Article:
* start *
The crushing of used glass into powder, heated up while injecting CO2 creates a foam, lightweight but abrasive, strong and cheap. Since landfills are keen to reduce their load, the recovery of glass on site and the local conversion into glass foam gives way to a new business model: “entrepreneurs get paid to receive raw materials”. The innovation is not limited to cascading of materials whereby the waste of one is an input for the other, the innovation extends to the business model whereby the key ingredients come with cash. In addition, if the factory is located close to (or even on) a landfill, the production facility could benefit from methane gas generated by decomposing organic waste, turning this greenhouse gas into a cheap energy source, cutting costs while further reducing its adverse impact on climate change.

The first cash flow

Ungerleider and Dillingham went on to create in 1994 Earthstone. Motivated by their desire to reduce strip mining they turned a known technique into a new business and quickly found a simple market entry in the niche market of physical abrasives. Blocks of recycled glass, with air bubbles and frustules similar to the strong diatom silica, clean a BBQ grill, remove paint, or smoothen fiber boards. Since the handling is limited to cutting blocks of glass foam into easy to handle abrasives, and the competition is expensive with a well documented adverse environmental impact, supply stores like Home Depot started carrying the recycled glass-based product. Once the first sales were confirmed, then production increased and improved moving on the experience curve, shifting from a batch to a continuous system, increasingly using local materials at lower cost, turning more competitive.

The opportunity

The field of applications is vast. While the US company Pittsburgh Corning, using a similar technique decided to focus on the market of building materials, with their first glass recycling factory in Belgium and a second in the Czech Republic, Ungerleider and Dillingham went on to discover a broad portfolio of applications. Today, Earthstone has eleven applications for recycled glass on the market. The latest opportunity is to provide hydroponic agriculture a growth medium, made from glass foam, that can be permanently recycled eliminating a waste stream that strained this argo-industry.

The Swedish building entrepreneur Åke Mård, located in Sundsvall, Sweden took blocks of glass foam and converted these into pre-fabricated foundations, walls and even roofs for homes. He discovered that glass – filled with tiny air bubbles – serves as a fire proof structural building material, not just as an insulation. This innovative construction technique has been approved by the European Union. No water permeates these blocks, no vermin eats its way through the walls, no fungi grow in the basement and the insulation factor outpaces known alternatives in price and performance. Mård realized that recycled glass performs four functions while serving as a physical structure.

The critical mass required to operate a commercially viable oven is estimated at 5 million bottles annually. By 2009, Earthstone processed 5.3 million bottles annually and is profitable. Considering the consumption of 200 glass bottles per family per year, then approximately 25,000 families are needed to make this business viable. The barrier to entry is relatively low. The main cost is energy, which could be supplied by a company with excess heat clustering activities like natural systems do, or it could be derived from the methane gas from organic waste that usually comes along with glass. The creation of these factories generate jobs, while improving the quality of building materials at competitive prices, unleashing entrepreneurship everywhere, reducing the need for transport and mined material.
* end *
Directives:
- 1) Answer these questions about the glass foam article:
(a) In what year did Ungerleider and Dillingham create Earthstone?
(b) In which country did Pittsburgh Corning open its first glass recycling factory?
(c) By 2009, how many bottles did Earthstone process each year?
- 2) Transcribe the stretch of the glass foam article from "The crushing of" through "on climate change.".

Dataset:
* start *
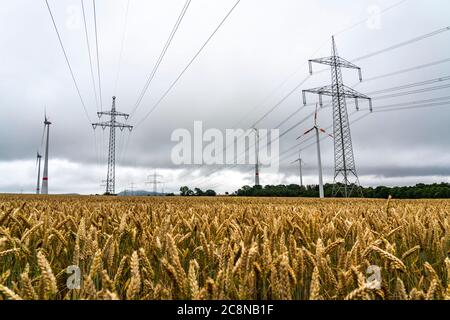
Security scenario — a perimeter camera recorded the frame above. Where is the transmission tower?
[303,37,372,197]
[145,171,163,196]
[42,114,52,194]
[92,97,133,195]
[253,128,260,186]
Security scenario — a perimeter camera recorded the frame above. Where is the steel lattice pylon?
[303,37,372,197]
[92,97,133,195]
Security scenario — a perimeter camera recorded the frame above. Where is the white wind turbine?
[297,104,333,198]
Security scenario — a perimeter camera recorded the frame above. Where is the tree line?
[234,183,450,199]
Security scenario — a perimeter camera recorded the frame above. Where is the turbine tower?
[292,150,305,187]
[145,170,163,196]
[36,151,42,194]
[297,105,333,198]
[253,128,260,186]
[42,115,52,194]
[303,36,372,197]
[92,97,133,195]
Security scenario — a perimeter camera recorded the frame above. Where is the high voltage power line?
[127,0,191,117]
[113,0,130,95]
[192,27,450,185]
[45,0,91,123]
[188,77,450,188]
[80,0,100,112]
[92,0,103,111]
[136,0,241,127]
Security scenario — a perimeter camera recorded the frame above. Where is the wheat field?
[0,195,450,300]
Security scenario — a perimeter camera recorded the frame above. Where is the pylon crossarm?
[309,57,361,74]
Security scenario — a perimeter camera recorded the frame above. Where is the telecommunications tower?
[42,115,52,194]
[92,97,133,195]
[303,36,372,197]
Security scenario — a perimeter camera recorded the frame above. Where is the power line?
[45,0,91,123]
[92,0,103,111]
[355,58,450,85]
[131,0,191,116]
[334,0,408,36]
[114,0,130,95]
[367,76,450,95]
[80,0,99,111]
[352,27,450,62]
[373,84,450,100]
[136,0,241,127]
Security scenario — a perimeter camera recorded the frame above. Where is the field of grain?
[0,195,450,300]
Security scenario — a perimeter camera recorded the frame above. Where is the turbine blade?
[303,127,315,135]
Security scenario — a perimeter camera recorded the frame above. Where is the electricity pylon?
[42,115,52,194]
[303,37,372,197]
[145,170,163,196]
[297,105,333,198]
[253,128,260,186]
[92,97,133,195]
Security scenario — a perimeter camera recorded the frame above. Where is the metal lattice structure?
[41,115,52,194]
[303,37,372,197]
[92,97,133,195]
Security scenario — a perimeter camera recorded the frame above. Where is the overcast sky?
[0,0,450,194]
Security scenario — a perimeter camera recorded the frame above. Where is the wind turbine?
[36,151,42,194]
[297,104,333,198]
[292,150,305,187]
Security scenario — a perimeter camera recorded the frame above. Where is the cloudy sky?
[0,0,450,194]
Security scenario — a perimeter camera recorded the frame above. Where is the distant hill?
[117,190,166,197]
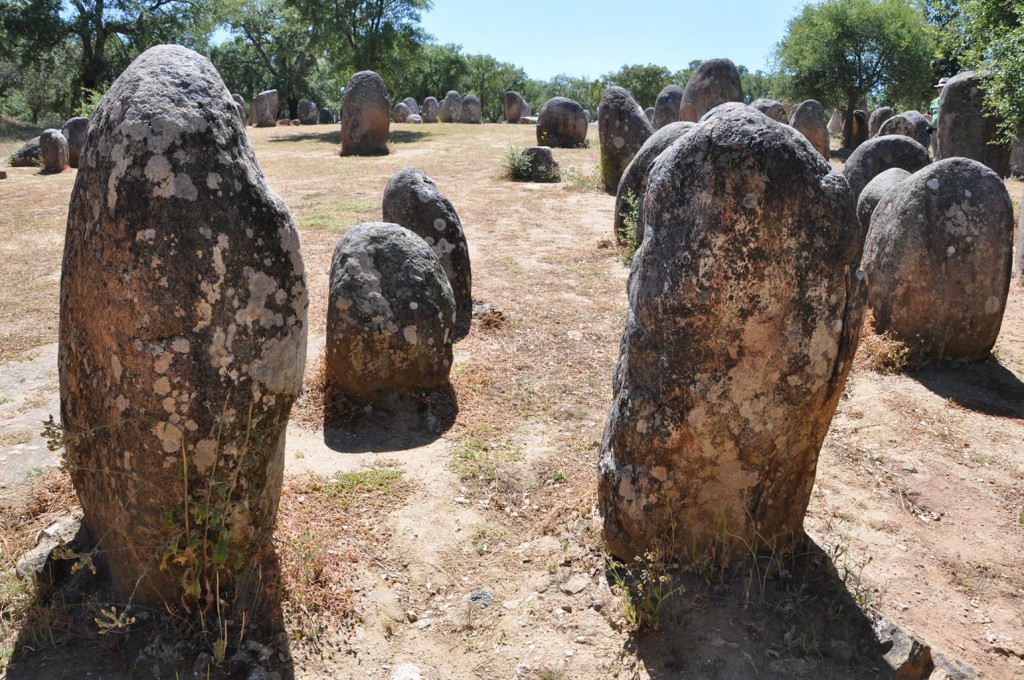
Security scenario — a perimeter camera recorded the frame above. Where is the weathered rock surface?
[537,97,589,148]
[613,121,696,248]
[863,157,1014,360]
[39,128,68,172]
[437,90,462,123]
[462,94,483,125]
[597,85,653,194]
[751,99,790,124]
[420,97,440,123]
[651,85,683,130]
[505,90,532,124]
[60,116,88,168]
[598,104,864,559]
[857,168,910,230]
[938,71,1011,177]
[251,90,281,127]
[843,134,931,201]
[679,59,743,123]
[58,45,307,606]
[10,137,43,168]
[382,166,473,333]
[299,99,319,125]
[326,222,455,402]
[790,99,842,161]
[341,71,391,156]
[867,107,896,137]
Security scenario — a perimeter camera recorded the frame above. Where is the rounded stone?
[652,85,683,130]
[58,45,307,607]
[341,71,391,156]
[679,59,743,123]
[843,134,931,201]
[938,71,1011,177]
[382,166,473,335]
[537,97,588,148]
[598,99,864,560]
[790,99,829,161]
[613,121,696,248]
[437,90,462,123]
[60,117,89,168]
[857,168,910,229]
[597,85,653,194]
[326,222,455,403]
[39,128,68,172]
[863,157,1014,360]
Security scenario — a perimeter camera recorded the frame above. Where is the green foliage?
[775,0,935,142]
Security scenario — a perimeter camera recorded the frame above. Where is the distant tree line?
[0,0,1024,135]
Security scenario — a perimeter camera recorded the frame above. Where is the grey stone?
* end *
Results by task:
- 1)
(a) 1994
(b) Belgium
(c) 5.3 million

- 2)
The crushing of used glass into powder, heated up while injecting CO2 creates a foam, lightweight but abrasive, strong and cheap. Since landfills are keen to reduce their load, the recovery of glass on site and the local conversion into glass foam gives way to a new business model: “entrepreneurs get paid to receive raw materials”. The innovation is not limited to cascading of materials whereby the waste of one is an input for the other, the innovation extends to the business model whereby the key ingredients come with cash. In addition, if the factory is located close to (or even on) a landfill, the production facility could benefit from methane gas generated by decomposing organic waste, turning this greenhouse gas into a cheap energy source, cutting costs while further reducing its adverse impact on climate change.